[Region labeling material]
★ ★ ★ ★ ★
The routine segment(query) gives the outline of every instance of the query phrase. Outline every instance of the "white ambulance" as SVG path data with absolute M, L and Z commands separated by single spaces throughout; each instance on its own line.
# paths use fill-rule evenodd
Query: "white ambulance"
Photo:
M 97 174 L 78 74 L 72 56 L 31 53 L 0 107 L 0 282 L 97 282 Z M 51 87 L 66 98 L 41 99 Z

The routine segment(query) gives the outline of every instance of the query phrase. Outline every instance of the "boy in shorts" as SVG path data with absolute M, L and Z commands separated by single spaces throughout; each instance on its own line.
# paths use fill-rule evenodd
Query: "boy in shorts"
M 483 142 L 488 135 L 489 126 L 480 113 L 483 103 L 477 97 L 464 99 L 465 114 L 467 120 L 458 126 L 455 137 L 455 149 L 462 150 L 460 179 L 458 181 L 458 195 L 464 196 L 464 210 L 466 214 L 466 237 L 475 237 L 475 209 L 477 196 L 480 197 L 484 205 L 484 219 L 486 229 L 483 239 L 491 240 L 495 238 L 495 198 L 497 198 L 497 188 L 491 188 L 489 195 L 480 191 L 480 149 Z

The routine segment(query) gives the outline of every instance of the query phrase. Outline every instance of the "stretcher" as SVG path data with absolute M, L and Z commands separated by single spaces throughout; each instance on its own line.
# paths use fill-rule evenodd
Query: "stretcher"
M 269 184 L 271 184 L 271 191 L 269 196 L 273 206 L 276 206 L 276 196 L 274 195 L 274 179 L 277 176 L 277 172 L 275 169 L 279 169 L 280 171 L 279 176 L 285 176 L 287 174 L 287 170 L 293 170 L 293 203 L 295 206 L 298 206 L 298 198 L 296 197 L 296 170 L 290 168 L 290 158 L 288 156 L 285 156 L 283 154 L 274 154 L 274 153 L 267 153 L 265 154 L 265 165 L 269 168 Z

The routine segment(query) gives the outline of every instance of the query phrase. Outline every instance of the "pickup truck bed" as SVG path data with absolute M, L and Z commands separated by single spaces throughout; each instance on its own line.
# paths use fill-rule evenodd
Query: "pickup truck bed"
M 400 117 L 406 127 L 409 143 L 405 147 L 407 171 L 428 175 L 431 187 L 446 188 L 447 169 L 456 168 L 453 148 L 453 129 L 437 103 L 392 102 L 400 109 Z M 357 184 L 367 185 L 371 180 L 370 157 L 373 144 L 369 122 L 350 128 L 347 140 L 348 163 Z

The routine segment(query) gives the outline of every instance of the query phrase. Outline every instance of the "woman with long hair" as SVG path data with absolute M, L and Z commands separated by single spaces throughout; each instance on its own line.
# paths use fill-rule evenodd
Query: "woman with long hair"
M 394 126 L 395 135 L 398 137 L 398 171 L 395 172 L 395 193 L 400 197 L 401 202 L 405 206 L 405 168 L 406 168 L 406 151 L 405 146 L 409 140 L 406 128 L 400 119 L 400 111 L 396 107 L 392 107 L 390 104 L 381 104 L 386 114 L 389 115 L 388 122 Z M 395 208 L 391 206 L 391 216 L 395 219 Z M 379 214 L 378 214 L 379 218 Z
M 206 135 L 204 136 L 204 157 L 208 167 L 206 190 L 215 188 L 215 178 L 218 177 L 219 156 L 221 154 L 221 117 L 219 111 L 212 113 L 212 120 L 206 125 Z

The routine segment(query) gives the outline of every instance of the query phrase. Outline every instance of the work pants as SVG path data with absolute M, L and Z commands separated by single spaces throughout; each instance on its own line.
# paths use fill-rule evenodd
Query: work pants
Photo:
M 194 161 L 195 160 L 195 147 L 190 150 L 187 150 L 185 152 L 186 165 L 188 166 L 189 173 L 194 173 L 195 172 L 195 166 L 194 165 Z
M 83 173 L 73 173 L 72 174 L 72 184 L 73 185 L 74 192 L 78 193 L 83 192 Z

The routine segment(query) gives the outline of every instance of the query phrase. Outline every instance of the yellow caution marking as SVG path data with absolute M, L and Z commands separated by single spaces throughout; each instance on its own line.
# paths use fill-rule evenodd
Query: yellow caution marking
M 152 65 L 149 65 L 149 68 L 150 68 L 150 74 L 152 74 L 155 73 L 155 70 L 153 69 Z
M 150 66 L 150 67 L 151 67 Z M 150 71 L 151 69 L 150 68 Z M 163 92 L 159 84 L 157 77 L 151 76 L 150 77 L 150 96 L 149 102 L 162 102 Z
★ ★ ★ ★ ★
WHAT THE TASK ASKS: Copy the material above word for word, keeping every line as it appears.

TASK RESULT:
The routine segment(query) gives the outline of every instance of the query phrase. Outline every instance of the "white ambulance" as SVG path data with absolute M, L and Z commands separated by single spaces throughout; each instance on its own line.
# paths use fill-rule evenodd
Query: "white ambulance"
Photo:
M 97 174 L 78 74 L 72 56 L 31 53 L 0 107 L 0 282 L 97 282 Z M 51 87 L 66 98 L 41 99 Z

The routine segment(query) gives the outline of every instance of the query phrase. Outline every instance of the "boy in shorts" as SVG path data with absolute M, L and Z commands separated by single spaces throughout; each instance on its own line.
# paths use fill-rule evenodd
Query: "boy in shorts"
M 483 142 L 488 135 L 489 126 L 480 113 L 483 103 L 477 97 L 464 99 L 465 114 L 467 120 L 458 126 L 455 137 L 455 149 L 462 150 L 460 179 L 458 181 L 458 195 L 464 196 L 464 210 L 466 214 L 466 237 L 475 237 L 475 209 L 477 196 L 480 197 L 484 205 L 484 219 L 486 229 L 483 239 L 491 240 L 495 238 L 495 198 L 497 198 L 497 188 L 491 188 L 489 195 L 480 191 L 480 149 Z

The routine segment(query) gives the outline of every instance of the query phrase. Outline every instance of the "stretcher" as SVG path data with absolute M, L and Z commands separated by single spaces throughout; each instance on its own line.
# paths use fill-rule evenodd
Query: "stretcher"
M 269 184 L 271 184 L 271 191 L 269 196 L 273 206 L 276 206 L 276 196 L 274 195 L 274 179 L 277 176 L 277 172 L 275 169 L 279 169 L 280 171 L 279 176 L 285 176 L 287 174 L 287 170 L 293 170 L 293 203 L 295 206 L 298 206 L 298 198 L 296 197 L 296 170 L 290 168 L 290 158 L 288 156 L 285 156 L 283 154 L 274 154 L 274 153 L 267 153 L 265 154 L 265 165 L 269 168 Z

The routine segment(query) gives the outline of every instance of the query phrase. Outline every instance of the "pickup truck bed" as SVG path data with absolute M, L and Z commands separated by single spaces throughout; each instance on its own line.
# paths use fill-rule evenodd
Query: "pickup truck bed"
M 400 117 L 406 127 L 409 143 L 405 147 L 407 171 L 428 175 L 431 187 L 446 188 L 447 169 L 456 168 L 453 148 L 453 129 L 437 103 L 392 102 L 400 109 Z M 357 184 L 367 185 L 371 180 L 370 157 L 373 144 L 369 122 L 350 128 L 347 140 L 348 163 Z

The routine segment(query) gives the outline of every instance of the query phrase. Outline every instance of the "woman with long hair" as SVG path data with absolute M, L and Z commands separated by single spaces throughout; each instance on its own line.
# paths use fill-rule evenodd
Query: "woman with long hair"
M 394 126 L 395 135 L 398 137 L 398 171 L 395 172 L 395 193 L 400 197 L 401 202 L 405 206 L 405 168 L 406 168 L 406 151 L 405 146 L 409 140 L 406 128 L 400 119 L 400 111 L 396 107 L 392 107 L 390 104 L 381 104 L 386 114 L 389 115 L 388 122 Z M 395 208 L 391 206 L 391 216 L 395 219 Z M 379 214 L 378 214 L 379 218 Z
M 206 135 L 204 136 L 204 157 L 208 167 L 206 190 L 215 188 L 215 178 L 218 177 L 219 156 L 221 154 L 221 117 L 219 111 L 212 113 L 212 120 L 206 125 Z

The routine segment(query) gives the outline of every instance of the query phrase. Outline every instance of the work pants as SVG path data with absolute M, L and Z commands separated by single spaces throughout; each instance on its own line.
# paths use fill-rule evenodd
Query: work pants
Photo:
M 194 161 L 195 160 L 195 147 L 190 150 L 187 150 L 185 152 L 186 165 L 188 166 L 189 173 L 194 173 L 195 172 L 195 166 L 194 165 Z
M 83 173 L 73 173 L 72 174 L 72 184 L 73 185 L 74 192 L 78 193 L 83 192 Z

The routine segment(query) gives the outline of every instance of the query phrase. Outline every instance of the yellow caution marking as SVG path data with absolute M, L and Z commands separated by single spaces throughout; each instance on its own line.
# paths use fill-rule evenodd
Query: yellow caution marking
M 152 65 L 149 65 L 149 68 L 150 68 L 150 74 L 152 74 L 155 73 L 155 70 L 153 69 Z
M 150 66 L 150 67 L 151 67 Z M 150 71 L 151 69 L 150 68 Z M 163 92 L 159 84 L 157 77 L 151 76 L 150 77 L 150 96 L 149 102 L 162 102 Z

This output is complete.